* Problem details *
Reproduce the records below line for line, without changing a word. Leave the pictures out.

────

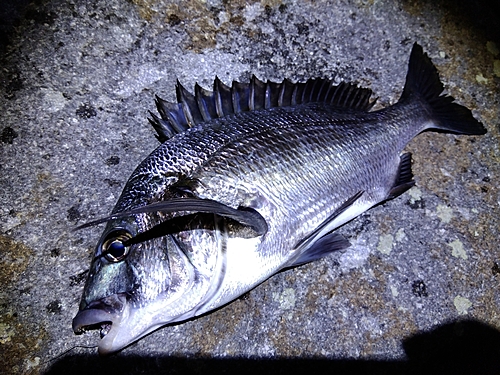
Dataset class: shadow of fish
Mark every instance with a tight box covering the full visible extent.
[73,44,486,353]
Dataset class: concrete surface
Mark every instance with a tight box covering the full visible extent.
[0,0,500,374]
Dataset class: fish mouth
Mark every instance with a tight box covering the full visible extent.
[72,294,128,354]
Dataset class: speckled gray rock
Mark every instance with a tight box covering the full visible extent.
[0,0,500,373]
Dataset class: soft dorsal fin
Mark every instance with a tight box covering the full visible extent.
[149,76,375,143]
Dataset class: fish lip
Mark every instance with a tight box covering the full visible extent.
[72,294,127,354]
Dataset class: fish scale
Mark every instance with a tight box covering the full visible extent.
[73,44,486,354]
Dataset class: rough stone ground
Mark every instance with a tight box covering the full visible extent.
[0,0,500,374]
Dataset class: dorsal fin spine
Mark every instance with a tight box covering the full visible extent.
[150,75,375,141]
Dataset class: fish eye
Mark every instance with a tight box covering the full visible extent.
[102,230,132,263]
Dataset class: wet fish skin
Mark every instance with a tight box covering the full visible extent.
[73,44,486,353]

────

* Answer to the exercise *
Dataset class: shadow of fish
Mark every instance with a tight box covering the full visible extent.
[73,44,486,353]
Dataset class: concrete surface
Mark every instance with a tight box covering the full visible extent.
[0,0,500,374]
Dataset class: fish mouth
Mark every instance with a tight box covering the full visible extent.
[72,294,128,354]
Dataset class: speckled gray rock
Mark every instance with a tight box covering the full visible extent.
[0,0,500,373]
Dataset class: soft dorsal fin
Mark every instance with a tight box covering the full visible extent.
[149,76,375,143]
Dataset class: fish lip
Mark every instance with a tight box covering the full visible extent.
[72,294,127,354]
Dataset class: fish scale
Mark every instance with a tight box covering the full visible extent.
[73,44,486,354]
Dataset class: rough stone ground
Mark every instance with a tight box covering the full visible extent.
[0,0,500,374]
Dataset class: dorsal fin spine
Mark every instance with a tight box covering the full visible extent.
[150,75,375,141]
Dataset class: fish eye
Mark every instance with a tight box covering the full visible extent.
[102,230,132,263]
Dataset class: wet fish skin
Mark every instance with a tight box covering the full visible extent.
[73,44,486,353]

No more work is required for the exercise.